▸ **Task instructions**:
1. List the vegetables that the post about caring for Tony names as the "baby veges" being tried.
2. Retype the post about caring for Tony from "In the last" to "started to do.".
3. According to the post about caring for Tony, how many chocolate Fortisip does he have each day?

** Opening Study text block **

He had a very rough day, again, with his tummy on Thursday and that evening we had a brief chat about the fact one day he will need rest home level care. Tonight he and I have talked about how he’s getting dizzy more and more often, and that I worry about his safety when I’m not here. He has a medic alarm but his memory is not always great and this afternoon he didn’t think to use it. We’re talking about the merits of Te Mahana, where he might know people, versus Hawera where I could pop in during my lunch break and after work – or be there in 5 minutes if they needed me.
The time isn’t yet, but it’s approaching – maybe quite fast. Like almost everything, we’re talking about it, planning ahead and having the difficult conversations.
The only way forward is one foot in front of the other – left foot, right foot, hayfoot, strawfoot. That’s Tony and I at the moment, just putting one foot in front of the other.
I’m healing okay but have to be careful; if I do too much or eat the wrong thing, it hurts under my ribs, which – in a medical sense – is a million miles away from the actual injury. No wonder I got so sick without us figuring out the problem!
In the last week or so, with Hospice’s advice/support, we’ve made a change in how we view feeding Tony. Until now, my default has been to make him a “proper” meal unless he doesn’t want it – which he normally doesn’t – in which case he’d have something like yoghurt or baked custard and stewed apples. Now my default is custard etc unless he wants a proper meal, and he doesn’t. They also suggested “baby veges” so we’re trying him on mashed potato, pumpkin, carrot & parsnip. So far, so good and it doesn’t seem to give him unpleasant hiccups like other food had started to do.
Nutritionally it’s not ideal of course, but he has two chocolate Fortisip a day which is sufficient calories etc to be going on with, given he doesn’t do much now. Most days he does a little on his latest project (he’s finished a model truck and is onto a paint by numbers Yoda) and dozes while listening to music. He’s often in bed by 8.30 or so because he’s tired out.
He’s dizzy a lot of the time now, so Mum’s walker is back in use and Goldie is delighted. She sits on it and seems to feel quite at home – bless her ancient creaky wee soul!

** Closing Study text block **
** Opening Stored data block **

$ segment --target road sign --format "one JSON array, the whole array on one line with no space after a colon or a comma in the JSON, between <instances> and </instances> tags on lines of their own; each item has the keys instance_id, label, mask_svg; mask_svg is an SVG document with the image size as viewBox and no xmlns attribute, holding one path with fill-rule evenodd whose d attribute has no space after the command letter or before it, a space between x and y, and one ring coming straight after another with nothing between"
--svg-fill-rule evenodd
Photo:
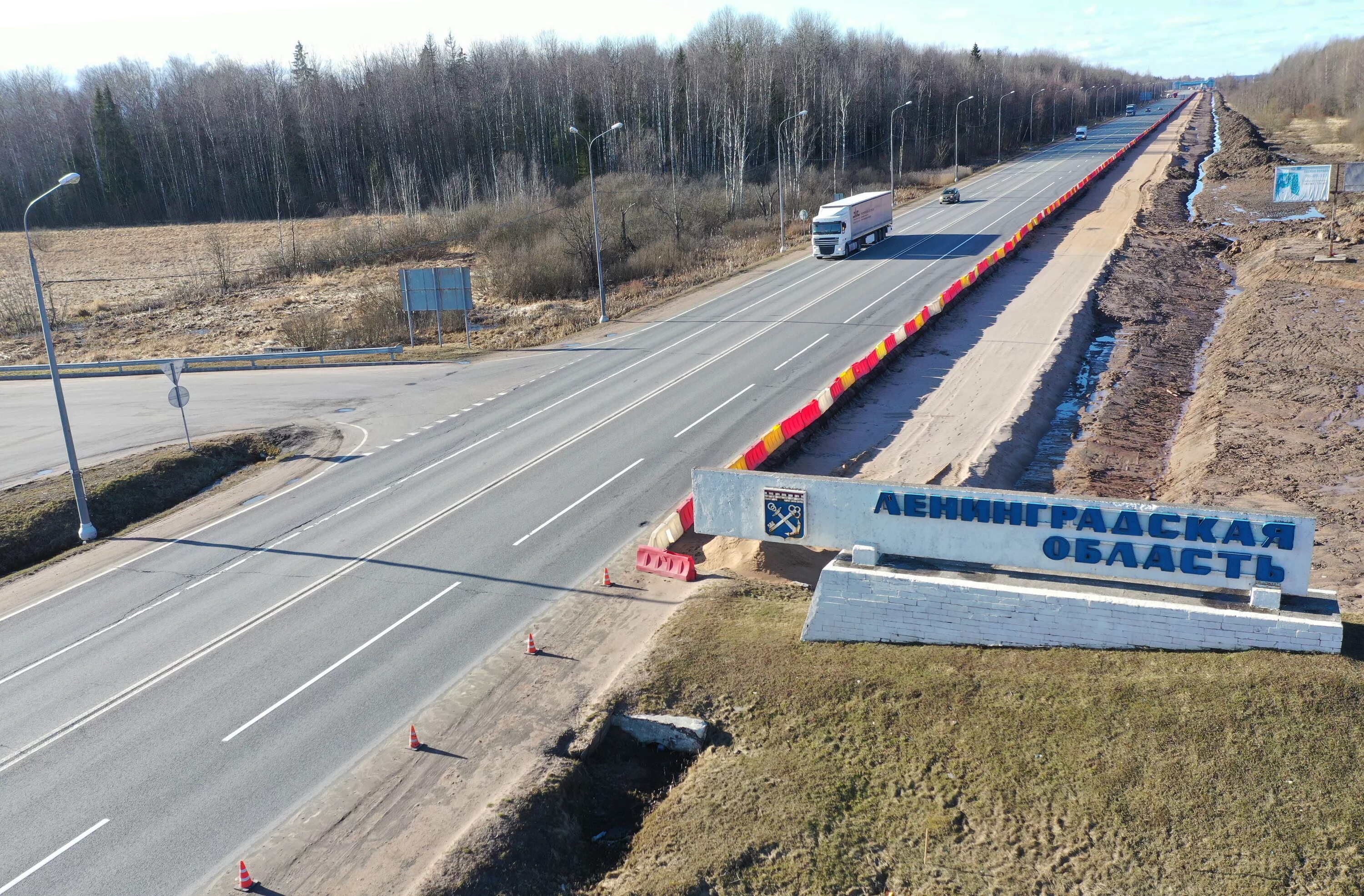
<instances>
[{"instance_id":1,"label":"road sign","mask_svg":"<svg viewBox=\"0 0 1364 896\"><path fill-rule=\"evenodd\" d=\"M157 367L161 368L162 374L170 378L172 383L175 383L176 386L180 385L180 374L184 372L184 359L168 361L165 364L157 364Z\"/></svg>"},{"instance_id":2,"label":"road sign","mask_svg":"<svg viewBox=\"0 0 1364 896\"><path fill-rule=\"evenodd\" d=\"M1274 168L1274 202L1326 202L1330 198L1330 165L1277 165Z\"/></svg>"},{"instance_id":3,"label":"road sign","mask_svg":"<svg viewBox=\"0 0 1364 896\"><path fill-rule=\"evenodd\" d=\"M473 311L468 267L417 267L398 271L408 311Z\"/></svg>"}]
</instances>

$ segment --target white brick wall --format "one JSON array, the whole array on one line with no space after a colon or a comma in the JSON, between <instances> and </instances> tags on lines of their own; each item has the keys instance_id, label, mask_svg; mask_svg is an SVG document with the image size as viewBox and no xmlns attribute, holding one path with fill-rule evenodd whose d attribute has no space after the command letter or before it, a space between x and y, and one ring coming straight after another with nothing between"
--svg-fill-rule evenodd
<instances>
[{"instance_id":1,"label":"white brick wall","mask_svg":"<svg viewBox=\"0 0 1364 896\"><path fill-rule=\"evenodd\" d=\"M1316 596L1330 592L1315 592ZM842 554L820 574L801 638L988 644L998 646L1163 648L1172 651L1341 652L1341 618L1260 610L1097 585L1041 586L1003 574L859 566Z\"/></svg>"}]
</instances>

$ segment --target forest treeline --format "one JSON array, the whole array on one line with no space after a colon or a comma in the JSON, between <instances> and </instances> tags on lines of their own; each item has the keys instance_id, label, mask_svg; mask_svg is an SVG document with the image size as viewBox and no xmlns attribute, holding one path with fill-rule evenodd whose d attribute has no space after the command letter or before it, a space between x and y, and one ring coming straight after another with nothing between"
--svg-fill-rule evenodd
<instances>
[{"instance_id":1,"label":"forest treeline","mask_svg":"<svg viewBox=\"0 0 1364 896\"><path fill-rule=\"evenodd\" d=\"M1296 117L1349 119L1341 136L1364 150L1364 37L1305 46L1263 75L1219 78L1218 87L1232 105L1269 127Z\"/></svg>"},{"instance_id":2,"label":"forest treeline","mask_svg":"<svg viewBox=\"0 0 1364 896\"><path fill-rule=\"evenodd\" d=\"M188 222L327 211L456 210L546 196L600 172L719 179L731 210L772 183L782 128L801 170L888 172L993 158L1113 113L1151 76L1053 52L915 46L798 12L782 26L722 10L679 44L652 38L427 38L342 63L231 59L0 75L0 226L65 170L86 180L35 209L44 225ZM1042 91L1042 93L1038 93ZM1003 100L1003 105L1001 105ZM1031 101L1031 104L1030 104ZM1003 121L1003 138L998 123ZM888 173L887 173L888 176ZM835 184L837 185L837 184Z\"/></svg>"}]
</instances>

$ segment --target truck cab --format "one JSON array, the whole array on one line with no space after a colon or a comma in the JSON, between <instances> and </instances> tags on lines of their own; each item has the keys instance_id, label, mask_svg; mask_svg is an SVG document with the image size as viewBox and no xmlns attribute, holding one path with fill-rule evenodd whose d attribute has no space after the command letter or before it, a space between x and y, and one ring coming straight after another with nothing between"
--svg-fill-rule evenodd
<instances>
[{"instance_id":1,"label":"truck cab","mask_svg":"<svg viewBox=\"0 0 1364 896\"><path fill-rule=\"evenodd\" d=\"M844 258L891 232L891 194L859 192L820 206L810 224L816 258Z\"/></svg>"}]
</instances>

** Closing Stored data block **

▸ **Task answers**:
1. Mashed potato, pumpkin, carrot, parsnip

2.
In the last week or so, with Hospice’s advice/support, we’ve made a change in how we view feeding Tony. Until now, my default has been to make him a “proper” meal unless he doesn’t want it – which he normally doesn’t – in which case he’d have something like yoghurt or baked custard and stewed apples. Now my default is custard etc unless he wants a proper meal, and he doesn’t. They also suggested “baby veges” so we’re trying him on mashed potato, pumpkin, carrot & parsnip. So far, so good and it doesn’t seem to give him unpleasant hiccups like other food had started to do.

3. Two